» WHAT IS NEEDED
What lines of the data hold the string "below"? Copy them all.

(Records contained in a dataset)
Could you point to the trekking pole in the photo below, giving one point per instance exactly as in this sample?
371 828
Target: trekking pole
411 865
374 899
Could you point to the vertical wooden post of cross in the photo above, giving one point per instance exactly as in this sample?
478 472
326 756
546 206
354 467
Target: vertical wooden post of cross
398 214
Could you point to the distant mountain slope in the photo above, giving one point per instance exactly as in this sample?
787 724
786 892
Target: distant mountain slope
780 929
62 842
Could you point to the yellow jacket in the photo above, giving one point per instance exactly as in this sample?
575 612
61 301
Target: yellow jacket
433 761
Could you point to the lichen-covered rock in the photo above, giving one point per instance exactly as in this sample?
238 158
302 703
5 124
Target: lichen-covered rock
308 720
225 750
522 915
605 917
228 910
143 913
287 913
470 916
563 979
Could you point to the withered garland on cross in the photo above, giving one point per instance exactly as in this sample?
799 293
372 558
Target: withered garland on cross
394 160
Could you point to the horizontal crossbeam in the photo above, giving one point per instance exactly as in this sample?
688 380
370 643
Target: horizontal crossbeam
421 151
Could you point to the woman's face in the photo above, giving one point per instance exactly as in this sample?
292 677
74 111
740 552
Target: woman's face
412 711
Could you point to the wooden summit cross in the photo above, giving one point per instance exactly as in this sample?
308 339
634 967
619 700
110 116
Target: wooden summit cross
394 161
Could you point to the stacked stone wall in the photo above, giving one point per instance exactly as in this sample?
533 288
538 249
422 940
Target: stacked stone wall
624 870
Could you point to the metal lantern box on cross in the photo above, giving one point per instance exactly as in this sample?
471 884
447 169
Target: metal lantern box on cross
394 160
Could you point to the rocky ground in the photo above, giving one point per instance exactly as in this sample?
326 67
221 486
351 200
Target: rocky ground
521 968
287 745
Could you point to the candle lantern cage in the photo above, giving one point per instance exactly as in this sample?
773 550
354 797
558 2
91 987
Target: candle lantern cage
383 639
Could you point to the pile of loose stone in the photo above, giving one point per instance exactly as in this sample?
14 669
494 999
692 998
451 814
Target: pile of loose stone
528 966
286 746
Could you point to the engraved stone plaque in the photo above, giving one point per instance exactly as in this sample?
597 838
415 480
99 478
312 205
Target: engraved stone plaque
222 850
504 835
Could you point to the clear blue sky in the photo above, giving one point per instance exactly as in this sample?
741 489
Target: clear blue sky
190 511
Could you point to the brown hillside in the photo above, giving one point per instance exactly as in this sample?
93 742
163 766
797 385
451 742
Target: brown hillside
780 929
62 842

...

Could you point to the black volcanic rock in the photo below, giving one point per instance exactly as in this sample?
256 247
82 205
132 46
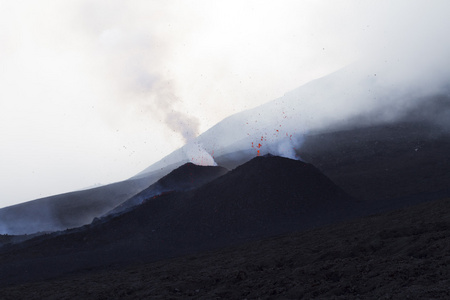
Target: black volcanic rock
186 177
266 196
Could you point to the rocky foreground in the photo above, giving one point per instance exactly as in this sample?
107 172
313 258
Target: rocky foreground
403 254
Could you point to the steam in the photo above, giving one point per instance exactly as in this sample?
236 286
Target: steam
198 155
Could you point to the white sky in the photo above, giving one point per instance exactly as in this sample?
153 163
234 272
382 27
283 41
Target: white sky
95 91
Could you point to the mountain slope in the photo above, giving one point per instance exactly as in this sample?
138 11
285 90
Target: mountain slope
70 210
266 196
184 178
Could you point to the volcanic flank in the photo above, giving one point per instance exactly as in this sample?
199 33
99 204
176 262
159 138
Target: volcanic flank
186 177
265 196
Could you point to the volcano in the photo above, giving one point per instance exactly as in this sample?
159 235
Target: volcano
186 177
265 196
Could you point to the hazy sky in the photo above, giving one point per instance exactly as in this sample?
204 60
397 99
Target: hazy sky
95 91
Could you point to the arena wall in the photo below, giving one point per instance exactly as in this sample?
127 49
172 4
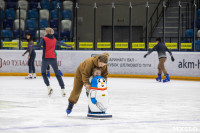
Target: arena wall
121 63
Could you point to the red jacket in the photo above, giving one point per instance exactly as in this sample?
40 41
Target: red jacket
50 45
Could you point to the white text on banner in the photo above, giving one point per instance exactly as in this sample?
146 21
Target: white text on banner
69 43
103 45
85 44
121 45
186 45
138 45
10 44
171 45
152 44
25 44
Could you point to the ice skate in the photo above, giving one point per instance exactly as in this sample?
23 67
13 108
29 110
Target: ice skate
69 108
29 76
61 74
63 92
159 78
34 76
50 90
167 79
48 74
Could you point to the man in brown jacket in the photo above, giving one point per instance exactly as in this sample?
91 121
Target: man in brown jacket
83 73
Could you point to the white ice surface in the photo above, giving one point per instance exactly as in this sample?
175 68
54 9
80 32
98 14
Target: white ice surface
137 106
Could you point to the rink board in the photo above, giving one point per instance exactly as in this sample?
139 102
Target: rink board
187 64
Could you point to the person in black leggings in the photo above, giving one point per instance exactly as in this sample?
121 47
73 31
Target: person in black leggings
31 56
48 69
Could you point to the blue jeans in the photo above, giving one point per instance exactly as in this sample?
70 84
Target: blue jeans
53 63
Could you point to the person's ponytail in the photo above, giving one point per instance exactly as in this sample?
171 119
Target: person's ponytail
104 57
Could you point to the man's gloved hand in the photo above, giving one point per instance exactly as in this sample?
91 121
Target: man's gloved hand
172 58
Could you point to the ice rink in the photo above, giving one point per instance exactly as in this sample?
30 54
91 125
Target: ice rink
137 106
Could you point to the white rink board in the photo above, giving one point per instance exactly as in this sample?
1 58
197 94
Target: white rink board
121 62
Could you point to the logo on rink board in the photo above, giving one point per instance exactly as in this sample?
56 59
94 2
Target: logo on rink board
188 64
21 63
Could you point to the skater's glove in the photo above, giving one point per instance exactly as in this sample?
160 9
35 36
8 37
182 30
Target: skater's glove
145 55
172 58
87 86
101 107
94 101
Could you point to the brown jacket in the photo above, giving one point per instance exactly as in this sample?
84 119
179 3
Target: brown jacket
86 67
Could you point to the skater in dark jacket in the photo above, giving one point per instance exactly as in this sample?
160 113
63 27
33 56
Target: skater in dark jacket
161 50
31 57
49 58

==

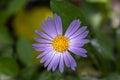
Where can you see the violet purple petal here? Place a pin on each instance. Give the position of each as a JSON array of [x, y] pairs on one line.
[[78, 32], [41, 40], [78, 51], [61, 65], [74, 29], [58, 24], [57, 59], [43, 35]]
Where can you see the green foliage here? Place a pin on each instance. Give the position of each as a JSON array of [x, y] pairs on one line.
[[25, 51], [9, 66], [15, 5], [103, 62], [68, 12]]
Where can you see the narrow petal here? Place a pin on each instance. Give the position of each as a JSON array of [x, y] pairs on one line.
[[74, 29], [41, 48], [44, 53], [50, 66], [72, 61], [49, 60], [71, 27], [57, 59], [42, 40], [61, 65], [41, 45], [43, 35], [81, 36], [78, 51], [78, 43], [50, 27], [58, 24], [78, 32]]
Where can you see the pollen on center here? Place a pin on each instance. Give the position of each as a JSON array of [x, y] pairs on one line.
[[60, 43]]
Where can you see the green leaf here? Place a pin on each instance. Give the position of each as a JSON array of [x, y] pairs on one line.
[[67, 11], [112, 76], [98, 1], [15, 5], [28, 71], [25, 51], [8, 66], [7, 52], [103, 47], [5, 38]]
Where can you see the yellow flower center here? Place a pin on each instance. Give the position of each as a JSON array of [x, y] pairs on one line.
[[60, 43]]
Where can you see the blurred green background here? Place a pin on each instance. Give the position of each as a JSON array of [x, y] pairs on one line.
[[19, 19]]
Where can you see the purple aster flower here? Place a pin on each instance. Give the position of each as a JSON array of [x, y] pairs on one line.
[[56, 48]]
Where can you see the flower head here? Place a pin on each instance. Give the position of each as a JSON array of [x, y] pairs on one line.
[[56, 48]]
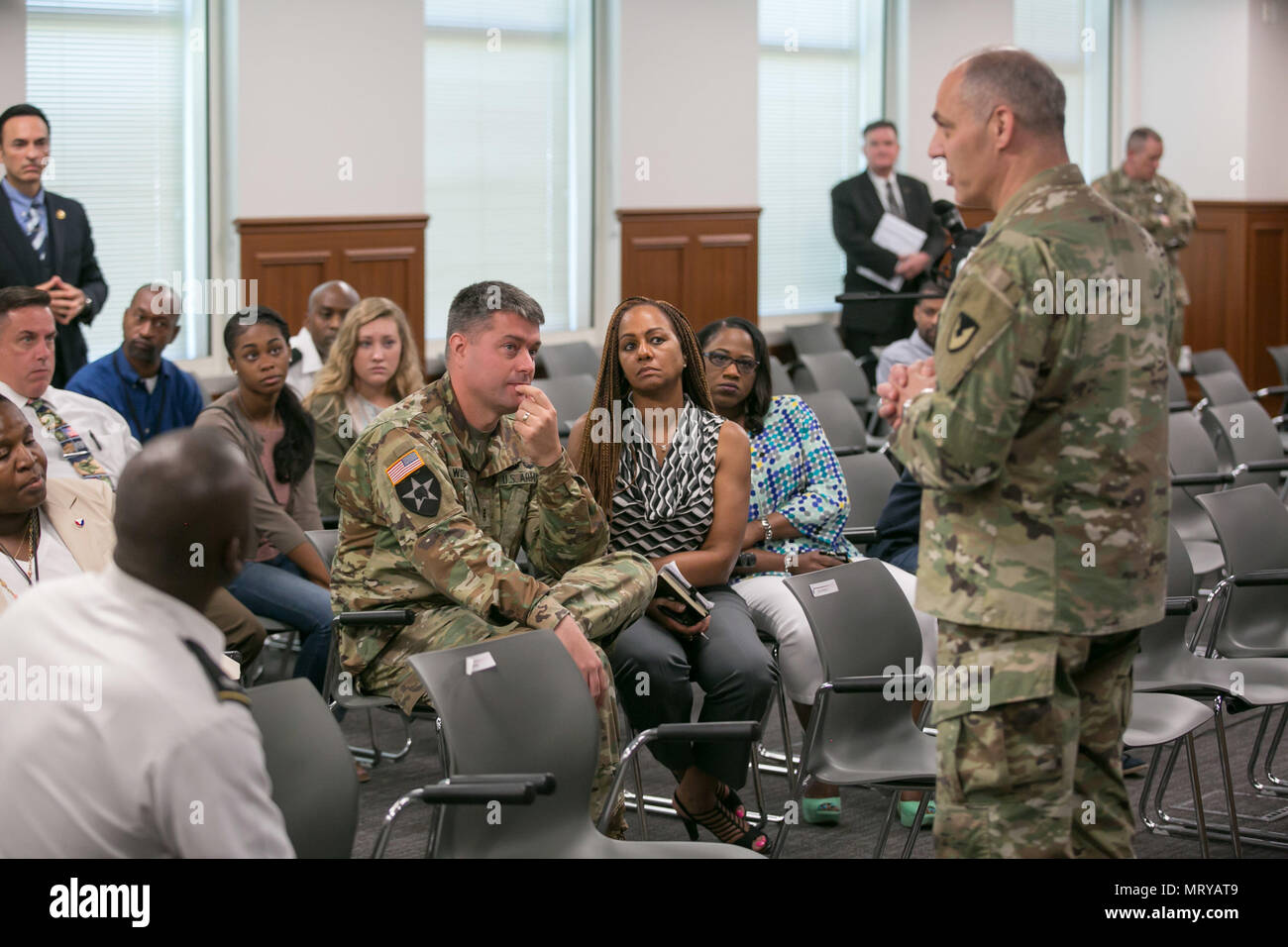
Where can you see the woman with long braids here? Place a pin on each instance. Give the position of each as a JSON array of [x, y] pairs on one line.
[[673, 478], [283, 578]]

» RESPONSE TO THE TASK
Could you point to the trekking pole in the photo below, giving one point per instance exactly as in this sample?
Could you point to the black volcanic rock in the photo below, giving one point per instance exactly as in this sample?
Could you point to the arena wall in the photo below, giving one point per instance exactly as in this sample?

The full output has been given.